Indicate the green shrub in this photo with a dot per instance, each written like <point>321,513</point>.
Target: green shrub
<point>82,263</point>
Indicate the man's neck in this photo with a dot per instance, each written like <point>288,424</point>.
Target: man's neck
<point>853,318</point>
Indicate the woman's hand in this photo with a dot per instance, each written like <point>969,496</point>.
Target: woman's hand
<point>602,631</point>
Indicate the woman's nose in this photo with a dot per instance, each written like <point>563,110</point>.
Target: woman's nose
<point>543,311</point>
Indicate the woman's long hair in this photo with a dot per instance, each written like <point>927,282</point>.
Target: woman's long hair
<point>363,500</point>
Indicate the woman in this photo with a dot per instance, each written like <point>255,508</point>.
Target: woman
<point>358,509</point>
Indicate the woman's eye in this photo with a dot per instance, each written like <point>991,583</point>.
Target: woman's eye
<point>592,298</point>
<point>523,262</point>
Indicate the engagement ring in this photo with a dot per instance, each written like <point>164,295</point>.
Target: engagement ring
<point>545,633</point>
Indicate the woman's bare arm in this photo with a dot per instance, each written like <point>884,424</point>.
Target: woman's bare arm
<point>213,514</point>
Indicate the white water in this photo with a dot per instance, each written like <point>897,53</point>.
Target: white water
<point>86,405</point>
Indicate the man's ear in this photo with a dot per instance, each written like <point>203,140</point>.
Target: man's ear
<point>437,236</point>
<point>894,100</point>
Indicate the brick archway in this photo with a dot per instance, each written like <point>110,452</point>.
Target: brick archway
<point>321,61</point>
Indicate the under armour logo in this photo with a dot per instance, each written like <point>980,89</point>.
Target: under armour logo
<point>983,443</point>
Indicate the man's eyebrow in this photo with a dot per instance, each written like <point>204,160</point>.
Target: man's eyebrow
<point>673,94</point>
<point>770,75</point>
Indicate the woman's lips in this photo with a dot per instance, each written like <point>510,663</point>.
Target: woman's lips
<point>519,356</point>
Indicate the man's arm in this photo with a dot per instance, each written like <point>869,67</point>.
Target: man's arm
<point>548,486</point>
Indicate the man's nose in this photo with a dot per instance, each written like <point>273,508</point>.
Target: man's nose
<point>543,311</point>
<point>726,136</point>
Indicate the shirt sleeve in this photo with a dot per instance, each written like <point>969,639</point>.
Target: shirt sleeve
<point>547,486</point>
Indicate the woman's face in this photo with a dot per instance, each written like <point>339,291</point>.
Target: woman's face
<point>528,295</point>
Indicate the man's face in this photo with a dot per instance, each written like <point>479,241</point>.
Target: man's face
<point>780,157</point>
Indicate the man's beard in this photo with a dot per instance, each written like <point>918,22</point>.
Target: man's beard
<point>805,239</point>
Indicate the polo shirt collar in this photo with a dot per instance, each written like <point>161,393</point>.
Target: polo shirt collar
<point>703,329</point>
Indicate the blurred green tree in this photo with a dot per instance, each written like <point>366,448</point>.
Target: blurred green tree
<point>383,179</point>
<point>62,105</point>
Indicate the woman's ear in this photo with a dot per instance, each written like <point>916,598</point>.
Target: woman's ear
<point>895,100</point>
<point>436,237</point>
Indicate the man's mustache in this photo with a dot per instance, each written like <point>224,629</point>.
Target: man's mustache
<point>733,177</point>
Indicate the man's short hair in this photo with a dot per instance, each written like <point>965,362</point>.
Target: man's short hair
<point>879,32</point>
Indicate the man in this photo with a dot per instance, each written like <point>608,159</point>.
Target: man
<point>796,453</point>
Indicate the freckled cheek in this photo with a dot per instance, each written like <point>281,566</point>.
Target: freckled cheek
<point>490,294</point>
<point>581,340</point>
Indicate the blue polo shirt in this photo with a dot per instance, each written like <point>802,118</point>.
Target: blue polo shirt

- [THE TASK]: Line by line, please reproduce the records exactly.

- [EXERCISE RESULT]:
Indicate the green shrub in this photo with a dot per instance, each written like <point>321,513</point>.
Target: green shrub
<point>82,263</point>
Indicate the man's neck in this photo with a dot per instance, each written like <point>288,424</point>.
Target: man's neck
<point>853,318</point>
Indicate the woman's hand in this photo with a dot per instance, each written like <point>969,496</point>.
Target: woman's hand
<point>602,631</point>
Indicate the woman's nose in this photo with a dot per instance, each written like <point>563,110</point>.
Target: woman's nose
<point>543,311</point>
Indicate the woman's long hair in this photo with a dot per instance, each written like <point>927,282</point>.
Target: woman's long hair
<point>363,500</point>
Indicate the woman in this photo with a dot per instance, each written like <point>255,508</point>.
Target: woman
<point>358,509</point>
Indicate the woman's eye in this photo with a dot per instance, each written like <point>991,583</point>.
Target: woman's eye
<point>592,298</point>
<point>523,262</point>
Indicate the engagement ring in this photo with a dot per instance, each written like <point>164,295</point>.
Target: engagement ring
<point>545,633</point>
Indicate the woman's bare arm in this photo with a dot per instance, each written like <point>884,424</point>.
Target: woman's bare arm
<point>213,514</point>
Indicate the white water in this photo with a dot per instance, each written like <point>897,53</point>.
Target: white water
<point>86,405</point>
Indicate the man's ear in this photo with a dot per instance, each written like <point>203,140</point>.
Target: man's ear
<point>437,236</point>
<point>894,100</point>
Indicate the brick archway in this photo with a dot per instance, each written like <point>110,452</point>.
Target: brick archway
<point>321,61</point>
Indicate the under armour logo in this photo with a dot per instance, each written like <point>980,89</point>.
Target: under armour logo
<point>983,443</point>
Indicate the man's eyebrow in this photo with a dot per instance, each written like <point>204,160</point>.
Target: man's eyebrow
<point>673,94</point>
<point>770,75</point>
Indicate the woman's lips in this photo with a dot per instance, each written like <point>510,663</point>.
Target: woman's lips
<point>519,356</point>
Indicate the man's arm in this photo with a dot per instance, each written like <point>869,67</point>.
Target: man's arm
<point>548,486</point>
Indicate the man's nose in this photo with a dot per instance, each written like <point>273,508</point>.
Target: man's nose
<point>543,311</point>
<point>726,136</point>
Indicate the shirt sleeve in this photo with a dot per instance, each written like <point>969,639</point>.
Target: shirt sleeve
<point>547,486</point>
Indicate the woman's face in this photo with a dot per instance, each written like <point>339,291</point>.
Target: woman's face
<point>528,295</point>
Indicate the man's face in this photo with a dot per instance, each written like <point>479,241</point>.
Target: man's face
<point>780,157</point>
Indicate the man's beard in this photo with a dot per instance, each written like <point>918,22</point>.
Target: man's beard
<point>805,239</point>
Indicate the polo shirt collar in this photo with a dot per instance, each written like <point>161,393</point>.
Target: polo shirt collar
<point>703,329</point>
Indicate the blurred green tree in this photo with a dot per instance, each written like <point>366,448</point>.
Target: blurred green tree
<point>383,179</point>
<point>62,105</point>
Indicate the woman's ear in this photo with a dot per instance, each written like <point>916,598</point>.
Target: woman's ear
<point>895,100</point>
<point>436,237</point>
Indicate the man's mustache in this photo with a dot per instance, each written like <point>224,629</point>.
Target: man's mustache
<point>733,177</point>
Indicate the man's short hair in this photo with a dot per instance, each written like <point>965,362</point>.
Target: man's short hair
<point>879,32</point>
Indicate the man in this photo with a dot per instance, each written like <point>608,159</point>.
Target: man
<point>796,453</point>
Indicate the freckled cheek in this photo with a dot per instance, each written like <point>281,566</point>.
Target: freckled cheek
<point>490,294</point>
<point>581,340</point>
Indicate the blue polo shirt in this photo with a dot per instance, each written like <point>802,118</point>.
Target: blue polo shirt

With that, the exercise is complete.